# Try it
Go through the entries below. Copy each line in which "jacket" appears.

*** Material for the task ***

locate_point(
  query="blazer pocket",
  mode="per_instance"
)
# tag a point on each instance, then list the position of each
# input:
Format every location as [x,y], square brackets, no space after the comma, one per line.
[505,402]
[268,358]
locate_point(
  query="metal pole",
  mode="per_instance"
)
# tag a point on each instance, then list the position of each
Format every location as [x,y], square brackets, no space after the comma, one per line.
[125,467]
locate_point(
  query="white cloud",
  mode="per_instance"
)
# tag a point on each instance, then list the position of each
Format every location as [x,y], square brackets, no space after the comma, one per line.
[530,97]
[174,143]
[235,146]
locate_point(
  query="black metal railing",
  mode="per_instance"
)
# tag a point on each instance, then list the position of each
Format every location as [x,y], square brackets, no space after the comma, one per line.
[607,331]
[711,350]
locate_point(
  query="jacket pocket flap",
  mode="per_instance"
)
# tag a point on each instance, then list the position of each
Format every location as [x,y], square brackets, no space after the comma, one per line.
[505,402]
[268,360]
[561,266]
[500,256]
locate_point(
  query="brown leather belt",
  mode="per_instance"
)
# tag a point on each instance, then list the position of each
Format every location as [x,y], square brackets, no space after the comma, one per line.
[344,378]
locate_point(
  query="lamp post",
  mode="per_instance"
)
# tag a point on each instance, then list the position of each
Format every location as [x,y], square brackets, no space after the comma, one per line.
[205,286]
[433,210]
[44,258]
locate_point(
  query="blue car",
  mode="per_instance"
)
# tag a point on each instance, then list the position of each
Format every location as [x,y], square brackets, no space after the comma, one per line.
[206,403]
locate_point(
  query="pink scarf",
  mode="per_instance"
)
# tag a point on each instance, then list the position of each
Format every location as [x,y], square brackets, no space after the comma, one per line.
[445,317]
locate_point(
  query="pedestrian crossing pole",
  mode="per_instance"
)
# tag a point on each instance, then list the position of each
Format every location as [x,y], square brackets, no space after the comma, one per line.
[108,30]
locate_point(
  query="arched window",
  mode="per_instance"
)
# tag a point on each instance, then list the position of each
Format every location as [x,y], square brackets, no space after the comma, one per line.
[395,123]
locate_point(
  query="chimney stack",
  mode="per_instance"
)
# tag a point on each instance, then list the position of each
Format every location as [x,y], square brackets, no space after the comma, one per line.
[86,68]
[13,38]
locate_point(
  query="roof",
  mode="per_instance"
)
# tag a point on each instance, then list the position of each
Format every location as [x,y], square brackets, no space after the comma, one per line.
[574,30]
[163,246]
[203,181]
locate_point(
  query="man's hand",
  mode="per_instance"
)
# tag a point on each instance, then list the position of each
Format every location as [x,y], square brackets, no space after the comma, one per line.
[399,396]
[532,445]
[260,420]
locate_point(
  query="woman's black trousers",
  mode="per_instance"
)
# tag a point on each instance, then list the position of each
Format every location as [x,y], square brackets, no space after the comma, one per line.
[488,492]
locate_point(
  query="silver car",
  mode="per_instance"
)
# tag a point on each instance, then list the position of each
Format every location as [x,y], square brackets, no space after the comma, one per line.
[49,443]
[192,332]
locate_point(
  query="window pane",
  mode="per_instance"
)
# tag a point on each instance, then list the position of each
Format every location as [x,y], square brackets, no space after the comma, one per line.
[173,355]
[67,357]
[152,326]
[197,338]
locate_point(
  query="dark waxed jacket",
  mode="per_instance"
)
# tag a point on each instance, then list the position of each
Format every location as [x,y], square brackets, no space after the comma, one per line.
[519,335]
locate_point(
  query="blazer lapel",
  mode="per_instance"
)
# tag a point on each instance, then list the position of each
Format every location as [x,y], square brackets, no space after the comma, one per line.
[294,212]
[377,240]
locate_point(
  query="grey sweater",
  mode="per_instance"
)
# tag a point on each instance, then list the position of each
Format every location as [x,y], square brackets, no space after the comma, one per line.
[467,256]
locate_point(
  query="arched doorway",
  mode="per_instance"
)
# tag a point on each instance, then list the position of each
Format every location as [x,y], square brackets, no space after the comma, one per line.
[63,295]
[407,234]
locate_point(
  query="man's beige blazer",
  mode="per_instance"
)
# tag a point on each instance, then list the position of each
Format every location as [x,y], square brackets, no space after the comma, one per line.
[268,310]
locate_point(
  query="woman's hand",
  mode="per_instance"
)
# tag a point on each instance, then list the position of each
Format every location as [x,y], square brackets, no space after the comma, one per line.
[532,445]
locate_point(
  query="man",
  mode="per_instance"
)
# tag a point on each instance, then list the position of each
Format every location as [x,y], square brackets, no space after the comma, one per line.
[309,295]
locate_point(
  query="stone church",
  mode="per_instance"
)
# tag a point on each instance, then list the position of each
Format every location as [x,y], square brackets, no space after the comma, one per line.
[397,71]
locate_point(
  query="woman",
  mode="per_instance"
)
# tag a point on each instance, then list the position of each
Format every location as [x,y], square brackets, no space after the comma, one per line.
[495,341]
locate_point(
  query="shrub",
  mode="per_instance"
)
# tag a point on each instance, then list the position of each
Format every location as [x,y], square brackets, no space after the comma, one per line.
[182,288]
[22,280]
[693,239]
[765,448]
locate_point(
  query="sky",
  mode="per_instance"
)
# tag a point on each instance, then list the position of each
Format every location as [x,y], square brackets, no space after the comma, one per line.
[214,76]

*** End of Material for the task ***
*** Material for the task ***

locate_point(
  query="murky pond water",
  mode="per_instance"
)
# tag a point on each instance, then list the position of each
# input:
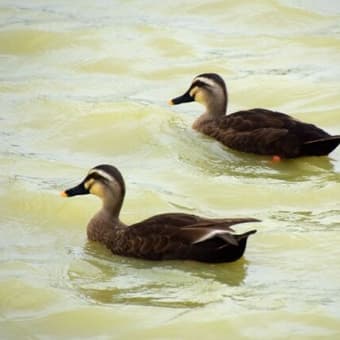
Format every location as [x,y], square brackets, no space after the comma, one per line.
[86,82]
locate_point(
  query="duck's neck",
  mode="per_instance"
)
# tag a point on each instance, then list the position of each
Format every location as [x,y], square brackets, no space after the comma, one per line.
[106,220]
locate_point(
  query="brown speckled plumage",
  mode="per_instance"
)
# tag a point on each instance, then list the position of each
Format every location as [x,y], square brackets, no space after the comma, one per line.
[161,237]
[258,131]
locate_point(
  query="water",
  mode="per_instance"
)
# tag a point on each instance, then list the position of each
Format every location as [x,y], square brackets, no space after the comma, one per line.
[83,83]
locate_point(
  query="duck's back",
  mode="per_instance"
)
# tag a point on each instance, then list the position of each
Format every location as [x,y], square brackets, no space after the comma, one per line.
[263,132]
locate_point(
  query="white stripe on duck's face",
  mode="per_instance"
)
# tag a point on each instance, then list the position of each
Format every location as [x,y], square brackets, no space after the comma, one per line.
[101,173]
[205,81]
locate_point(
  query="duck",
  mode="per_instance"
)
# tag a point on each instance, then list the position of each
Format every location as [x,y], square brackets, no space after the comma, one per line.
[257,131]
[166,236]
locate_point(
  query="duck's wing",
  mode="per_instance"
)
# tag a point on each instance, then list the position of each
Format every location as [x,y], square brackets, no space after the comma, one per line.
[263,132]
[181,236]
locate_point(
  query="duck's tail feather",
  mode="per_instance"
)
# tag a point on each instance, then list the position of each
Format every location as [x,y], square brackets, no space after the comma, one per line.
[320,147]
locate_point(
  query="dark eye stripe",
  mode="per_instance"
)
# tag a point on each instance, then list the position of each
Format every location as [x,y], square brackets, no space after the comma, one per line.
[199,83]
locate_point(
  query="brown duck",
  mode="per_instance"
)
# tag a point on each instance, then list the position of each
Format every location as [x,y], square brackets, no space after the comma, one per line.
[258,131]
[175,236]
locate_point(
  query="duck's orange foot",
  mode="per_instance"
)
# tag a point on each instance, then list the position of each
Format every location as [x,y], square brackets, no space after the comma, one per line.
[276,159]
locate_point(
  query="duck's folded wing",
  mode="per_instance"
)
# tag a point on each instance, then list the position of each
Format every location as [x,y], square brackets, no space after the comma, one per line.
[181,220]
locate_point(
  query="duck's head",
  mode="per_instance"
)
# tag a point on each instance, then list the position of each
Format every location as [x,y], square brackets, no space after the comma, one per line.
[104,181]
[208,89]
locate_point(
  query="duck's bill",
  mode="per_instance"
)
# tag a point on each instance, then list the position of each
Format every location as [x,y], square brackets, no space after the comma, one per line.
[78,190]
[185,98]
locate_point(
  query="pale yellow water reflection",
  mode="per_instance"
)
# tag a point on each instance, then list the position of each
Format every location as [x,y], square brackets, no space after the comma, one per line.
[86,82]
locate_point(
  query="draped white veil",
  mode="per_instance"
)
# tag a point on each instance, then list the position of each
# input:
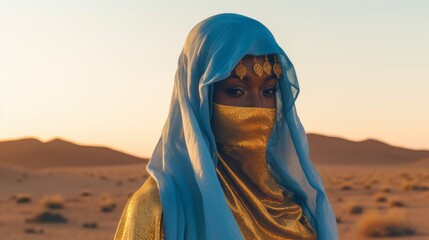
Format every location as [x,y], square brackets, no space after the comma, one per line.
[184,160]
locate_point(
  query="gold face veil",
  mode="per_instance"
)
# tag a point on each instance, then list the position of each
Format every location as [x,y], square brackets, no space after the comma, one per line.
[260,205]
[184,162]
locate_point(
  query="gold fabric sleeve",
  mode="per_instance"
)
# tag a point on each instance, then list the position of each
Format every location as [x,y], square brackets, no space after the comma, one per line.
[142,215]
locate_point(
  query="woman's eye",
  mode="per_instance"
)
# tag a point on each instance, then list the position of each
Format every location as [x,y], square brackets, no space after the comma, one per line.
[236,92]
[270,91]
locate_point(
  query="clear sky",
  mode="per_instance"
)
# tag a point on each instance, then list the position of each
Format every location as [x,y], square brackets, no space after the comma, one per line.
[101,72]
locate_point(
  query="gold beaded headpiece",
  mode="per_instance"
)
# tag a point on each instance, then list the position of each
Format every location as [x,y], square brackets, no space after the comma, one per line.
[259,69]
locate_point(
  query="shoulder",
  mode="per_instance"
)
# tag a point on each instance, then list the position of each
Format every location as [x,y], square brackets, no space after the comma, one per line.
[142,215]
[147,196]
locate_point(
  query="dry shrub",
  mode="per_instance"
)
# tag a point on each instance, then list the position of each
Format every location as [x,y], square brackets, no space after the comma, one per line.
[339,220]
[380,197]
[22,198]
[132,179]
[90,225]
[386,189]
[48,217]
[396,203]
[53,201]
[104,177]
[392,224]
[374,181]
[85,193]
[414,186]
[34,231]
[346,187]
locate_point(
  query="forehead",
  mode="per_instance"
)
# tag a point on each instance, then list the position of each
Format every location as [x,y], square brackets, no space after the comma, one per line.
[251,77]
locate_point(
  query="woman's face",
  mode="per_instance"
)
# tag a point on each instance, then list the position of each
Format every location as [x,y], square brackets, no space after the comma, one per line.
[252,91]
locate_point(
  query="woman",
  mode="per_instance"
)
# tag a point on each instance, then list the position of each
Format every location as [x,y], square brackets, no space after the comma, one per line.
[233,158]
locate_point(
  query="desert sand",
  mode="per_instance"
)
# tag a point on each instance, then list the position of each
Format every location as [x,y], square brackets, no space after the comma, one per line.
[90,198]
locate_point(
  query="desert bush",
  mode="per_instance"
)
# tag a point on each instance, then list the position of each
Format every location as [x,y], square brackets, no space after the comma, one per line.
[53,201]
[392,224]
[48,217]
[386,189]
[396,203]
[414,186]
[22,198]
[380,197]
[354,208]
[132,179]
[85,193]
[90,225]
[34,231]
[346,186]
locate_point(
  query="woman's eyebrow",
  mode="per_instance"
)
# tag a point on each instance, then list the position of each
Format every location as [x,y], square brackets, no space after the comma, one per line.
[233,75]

*** End of Material for the task ***
*** Material for the task ***

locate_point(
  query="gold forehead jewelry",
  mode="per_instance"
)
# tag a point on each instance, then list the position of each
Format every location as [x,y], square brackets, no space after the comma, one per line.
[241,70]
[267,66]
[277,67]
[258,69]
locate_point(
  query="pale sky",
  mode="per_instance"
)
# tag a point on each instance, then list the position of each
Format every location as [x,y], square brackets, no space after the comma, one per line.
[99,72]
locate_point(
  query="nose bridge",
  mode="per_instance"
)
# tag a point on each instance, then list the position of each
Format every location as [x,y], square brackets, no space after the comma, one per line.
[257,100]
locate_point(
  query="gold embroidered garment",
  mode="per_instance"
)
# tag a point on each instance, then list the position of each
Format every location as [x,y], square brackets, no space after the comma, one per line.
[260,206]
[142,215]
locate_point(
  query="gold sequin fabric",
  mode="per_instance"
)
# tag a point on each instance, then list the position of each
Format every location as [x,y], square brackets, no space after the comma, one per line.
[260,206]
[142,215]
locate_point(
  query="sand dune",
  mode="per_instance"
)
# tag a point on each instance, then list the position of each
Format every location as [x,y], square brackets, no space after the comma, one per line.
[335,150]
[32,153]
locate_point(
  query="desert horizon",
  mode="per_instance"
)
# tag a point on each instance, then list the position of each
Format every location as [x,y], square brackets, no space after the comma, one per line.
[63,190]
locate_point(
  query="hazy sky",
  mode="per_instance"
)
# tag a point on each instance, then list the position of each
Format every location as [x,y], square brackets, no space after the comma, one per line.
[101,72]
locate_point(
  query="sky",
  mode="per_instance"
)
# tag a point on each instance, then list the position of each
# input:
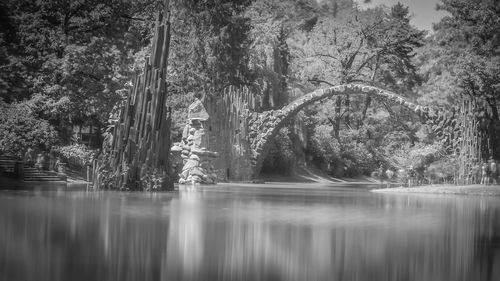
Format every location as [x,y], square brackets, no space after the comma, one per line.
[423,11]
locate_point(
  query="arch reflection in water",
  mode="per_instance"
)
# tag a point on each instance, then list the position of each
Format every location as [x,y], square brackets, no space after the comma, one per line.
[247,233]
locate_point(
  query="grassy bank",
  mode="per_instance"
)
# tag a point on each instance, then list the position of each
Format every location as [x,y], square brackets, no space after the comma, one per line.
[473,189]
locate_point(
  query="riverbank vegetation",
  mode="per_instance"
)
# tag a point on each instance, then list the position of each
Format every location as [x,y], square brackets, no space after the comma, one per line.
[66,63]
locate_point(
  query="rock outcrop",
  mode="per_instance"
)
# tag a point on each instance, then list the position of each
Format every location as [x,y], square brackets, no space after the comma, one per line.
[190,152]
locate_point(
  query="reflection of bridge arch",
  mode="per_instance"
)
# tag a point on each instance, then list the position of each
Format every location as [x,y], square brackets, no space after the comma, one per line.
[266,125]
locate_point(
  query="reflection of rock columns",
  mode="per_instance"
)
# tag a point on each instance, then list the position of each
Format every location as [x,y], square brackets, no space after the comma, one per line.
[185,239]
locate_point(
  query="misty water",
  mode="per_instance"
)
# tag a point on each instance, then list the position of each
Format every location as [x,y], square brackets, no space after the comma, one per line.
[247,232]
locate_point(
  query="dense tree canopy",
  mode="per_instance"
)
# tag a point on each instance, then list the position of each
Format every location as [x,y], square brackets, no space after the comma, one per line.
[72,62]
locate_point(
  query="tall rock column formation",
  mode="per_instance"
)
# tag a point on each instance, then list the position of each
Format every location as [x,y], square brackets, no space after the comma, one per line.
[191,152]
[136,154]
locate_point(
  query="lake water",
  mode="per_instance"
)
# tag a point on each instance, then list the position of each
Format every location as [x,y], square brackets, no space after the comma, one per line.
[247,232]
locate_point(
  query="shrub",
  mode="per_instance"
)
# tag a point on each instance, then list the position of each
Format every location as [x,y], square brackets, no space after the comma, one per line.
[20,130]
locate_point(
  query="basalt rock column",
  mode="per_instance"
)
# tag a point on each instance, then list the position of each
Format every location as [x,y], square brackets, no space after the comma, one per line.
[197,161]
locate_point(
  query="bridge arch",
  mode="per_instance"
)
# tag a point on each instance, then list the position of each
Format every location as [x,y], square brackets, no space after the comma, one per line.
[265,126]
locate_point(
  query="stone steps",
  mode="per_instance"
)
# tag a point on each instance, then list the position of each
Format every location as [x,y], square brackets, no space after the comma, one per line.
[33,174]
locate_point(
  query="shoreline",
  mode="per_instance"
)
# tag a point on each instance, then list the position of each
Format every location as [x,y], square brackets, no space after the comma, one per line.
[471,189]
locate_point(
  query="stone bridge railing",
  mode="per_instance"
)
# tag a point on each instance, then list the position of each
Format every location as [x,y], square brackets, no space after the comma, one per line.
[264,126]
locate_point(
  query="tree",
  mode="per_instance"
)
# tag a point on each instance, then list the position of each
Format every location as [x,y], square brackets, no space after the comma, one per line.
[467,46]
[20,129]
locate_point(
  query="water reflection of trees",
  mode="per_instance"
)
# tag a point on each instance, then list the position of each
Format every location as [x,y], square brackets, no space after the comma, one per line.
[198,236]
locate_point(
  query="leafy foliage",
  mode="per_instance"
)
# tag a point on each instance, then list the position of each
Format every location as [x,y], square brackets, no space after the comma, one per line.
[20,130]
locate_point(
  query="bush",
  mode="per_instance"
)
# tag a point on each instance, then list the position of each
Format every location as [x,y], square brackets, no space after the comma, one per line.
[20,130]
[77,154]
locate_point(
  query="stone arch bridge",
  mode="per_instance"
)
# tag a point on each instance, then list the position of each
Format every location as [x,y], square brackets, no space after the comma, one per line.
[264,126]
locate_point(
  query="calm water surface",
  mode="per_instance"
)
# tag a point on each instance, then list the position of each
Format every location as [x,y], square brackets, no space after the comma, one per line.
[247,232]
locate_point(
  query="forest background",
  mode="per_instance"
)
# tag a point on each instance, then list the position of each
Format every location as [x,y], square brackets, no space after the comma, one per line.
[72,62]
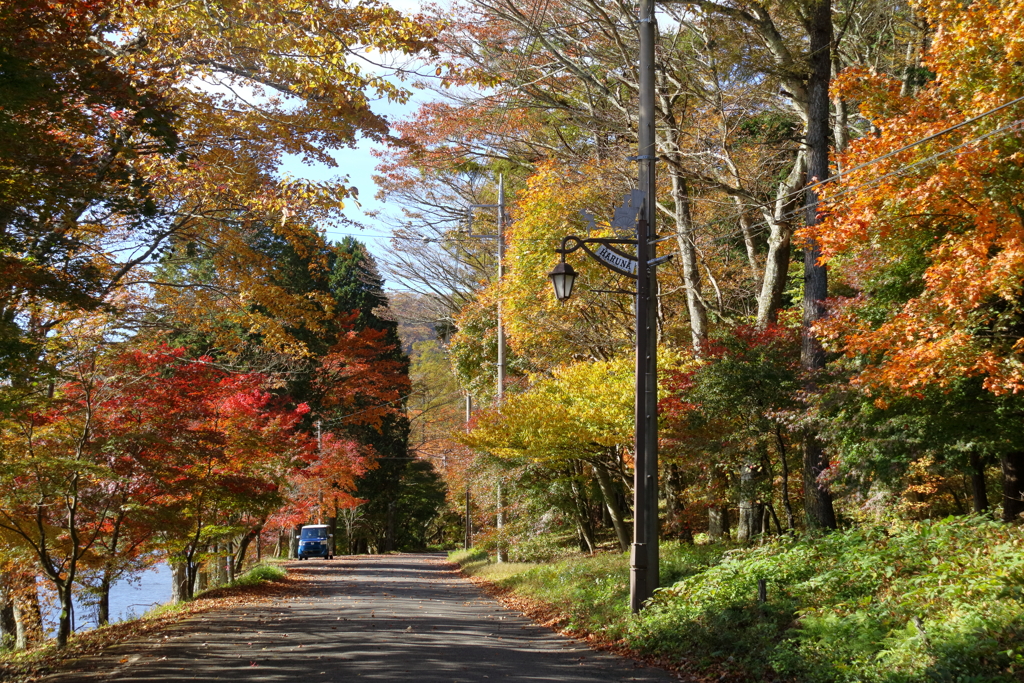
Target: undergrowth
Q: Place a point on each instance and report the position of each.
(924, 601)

*** End of Material for the task ***

# Response to this task
  query="jacket pocket flap",
  query="dark waxed jacket",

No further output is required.